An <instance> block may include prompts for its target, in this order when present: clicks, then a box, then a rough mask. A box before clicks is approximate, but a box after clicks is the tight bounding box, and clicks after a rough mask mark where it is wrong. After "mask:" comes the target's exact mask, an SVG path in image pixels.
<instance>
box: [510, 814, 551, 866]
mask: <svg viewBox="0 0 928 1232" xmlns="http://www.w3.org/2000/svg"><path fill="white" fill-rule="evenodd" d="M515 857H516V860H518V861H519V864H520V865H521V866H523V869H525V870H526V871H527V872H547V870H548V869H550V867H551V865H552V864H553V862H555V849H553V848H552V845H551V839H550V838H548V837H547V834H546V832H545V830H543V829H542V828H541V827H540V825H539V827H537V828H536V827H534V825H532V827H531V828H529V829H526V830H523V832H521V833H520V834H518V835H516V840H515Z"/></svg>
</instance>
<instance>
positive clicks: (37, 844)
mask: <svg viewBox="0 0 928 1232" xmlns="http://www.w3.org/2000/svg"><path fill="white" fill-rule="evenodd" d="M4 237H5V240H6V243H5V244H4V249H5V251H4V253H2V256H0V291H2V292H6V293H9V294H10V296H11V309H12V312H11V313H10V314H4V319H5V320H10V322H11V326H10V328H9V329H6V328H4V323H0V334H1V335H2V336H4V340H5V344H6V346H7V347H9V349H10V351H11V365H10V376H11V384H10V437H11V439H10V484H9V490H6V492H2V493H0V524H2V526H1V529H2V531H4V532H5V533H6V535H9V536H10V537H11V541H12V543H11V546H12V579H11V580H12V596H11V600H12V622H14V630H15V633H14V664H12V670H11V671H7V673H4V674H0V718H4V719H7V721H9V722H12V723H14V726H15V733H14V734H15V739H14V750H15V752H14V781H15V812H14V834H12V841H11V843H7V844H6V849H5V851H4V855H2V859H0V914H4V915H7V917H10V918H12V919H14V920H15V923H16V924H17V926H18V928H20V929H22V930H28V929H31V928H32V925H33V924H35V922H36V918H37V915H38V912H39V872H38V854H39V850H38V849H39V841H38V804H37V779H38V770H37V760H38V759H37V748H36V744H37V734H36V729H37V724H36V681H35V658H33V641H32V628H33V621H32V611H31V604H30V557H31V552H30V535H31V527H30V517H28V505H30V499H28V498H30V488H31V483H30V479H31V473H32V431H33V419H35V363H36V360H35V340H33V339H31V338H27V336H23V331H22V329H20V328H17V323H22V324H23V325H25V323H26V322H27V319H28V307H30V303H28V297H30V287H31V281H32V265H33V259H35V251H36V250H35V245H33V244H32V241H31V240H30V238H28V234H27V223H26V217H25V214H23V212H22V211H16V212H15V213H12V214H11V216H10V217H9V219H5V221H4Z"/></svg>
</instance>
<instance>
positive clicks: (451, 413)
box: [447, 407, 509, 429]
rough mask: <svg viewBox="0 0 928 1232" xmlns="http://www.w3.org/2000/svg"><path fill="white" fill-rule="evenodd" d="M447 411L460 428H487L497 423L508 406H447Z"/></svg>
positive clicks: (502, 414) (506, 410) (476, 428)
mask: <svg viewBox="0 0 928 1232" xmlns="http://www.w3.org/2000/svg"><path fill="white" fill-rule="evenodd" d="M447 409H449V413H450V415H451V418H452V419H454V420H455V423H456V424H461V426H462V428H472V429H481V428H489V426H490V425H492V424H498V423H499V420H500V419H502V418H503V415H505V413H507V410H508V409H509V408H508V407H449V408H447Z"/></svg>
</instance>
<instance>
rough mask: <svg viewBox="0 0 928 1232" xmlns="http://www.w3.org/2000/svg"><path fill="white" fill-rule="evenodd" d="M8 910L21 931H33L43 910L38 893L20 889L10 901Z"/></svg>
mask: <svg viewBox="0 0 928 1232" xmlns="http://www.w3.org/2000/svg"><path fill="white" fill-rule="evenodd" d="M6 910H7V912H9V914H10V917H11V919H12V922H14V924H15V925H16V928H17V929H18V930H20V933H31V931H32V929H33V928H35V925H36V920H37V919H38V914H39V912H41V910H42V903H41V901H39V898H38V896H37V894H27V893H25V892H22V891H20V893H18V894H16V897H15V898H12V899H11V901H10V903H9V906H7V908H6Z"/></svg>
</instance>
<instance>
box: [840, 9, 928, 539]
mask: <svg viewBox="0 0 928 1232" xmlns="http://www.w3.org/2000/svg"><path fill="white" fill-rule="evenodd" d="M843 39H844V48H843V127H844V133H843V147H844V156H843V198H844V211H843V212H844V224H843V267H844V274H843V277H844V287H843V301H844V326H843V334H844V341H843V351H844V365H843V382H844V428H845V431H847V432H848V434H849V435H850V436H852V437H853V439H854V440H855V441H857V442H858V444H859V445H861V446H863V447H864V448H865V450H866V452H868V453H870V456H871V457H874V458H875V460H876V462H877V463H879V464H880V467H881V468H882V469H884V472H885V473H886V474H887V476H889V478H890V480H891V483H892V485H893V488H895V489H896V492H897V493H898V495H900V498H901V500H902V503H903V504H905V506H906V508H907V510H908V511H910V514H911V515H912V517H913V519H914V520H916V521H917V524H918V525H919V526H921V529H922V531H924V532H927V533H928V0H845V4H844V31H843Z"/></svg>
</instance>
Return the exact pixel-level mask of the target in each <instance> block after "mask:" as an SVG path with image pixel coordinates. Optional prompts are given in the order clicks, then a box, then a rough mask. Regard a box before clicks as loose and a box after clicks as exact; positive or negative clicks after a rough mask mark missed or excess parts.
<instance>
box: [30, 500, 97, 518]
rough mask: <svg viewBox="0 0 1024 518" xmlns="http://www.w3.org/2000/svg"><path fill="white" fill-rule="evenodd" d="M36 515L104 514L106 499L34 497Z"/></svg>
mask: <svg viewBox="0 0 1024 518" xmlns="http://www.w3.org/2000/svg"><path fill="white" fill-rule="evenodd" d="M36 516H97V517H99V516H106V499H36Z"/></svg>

★ ★ ★ ★ ★ ★ ★

→ Your task
Copy, from the lines above, each one that holds "mark".

→ Task answer
An <instance> block may include prompts for its target, in this order when present: clicks, then a box, then a rough mask. A box before clicks is approximate, but a box after clicks is the tight bounding box, and clicks after a rough mask mark where it is wrong. After "mask:" comes the target's exact mask, an SVG path in image pixels.
Return the exact pixel-level mask of the target in each <instance> block after "mask:" as an SVG path with image pixel coordinates. Optional prompts are given in the order clicks, then a box, then a rough mask. Regard a box before clicks as loose and a box after clicks as exact; positive or negative clicks after a rough mask mark missed or excess parts.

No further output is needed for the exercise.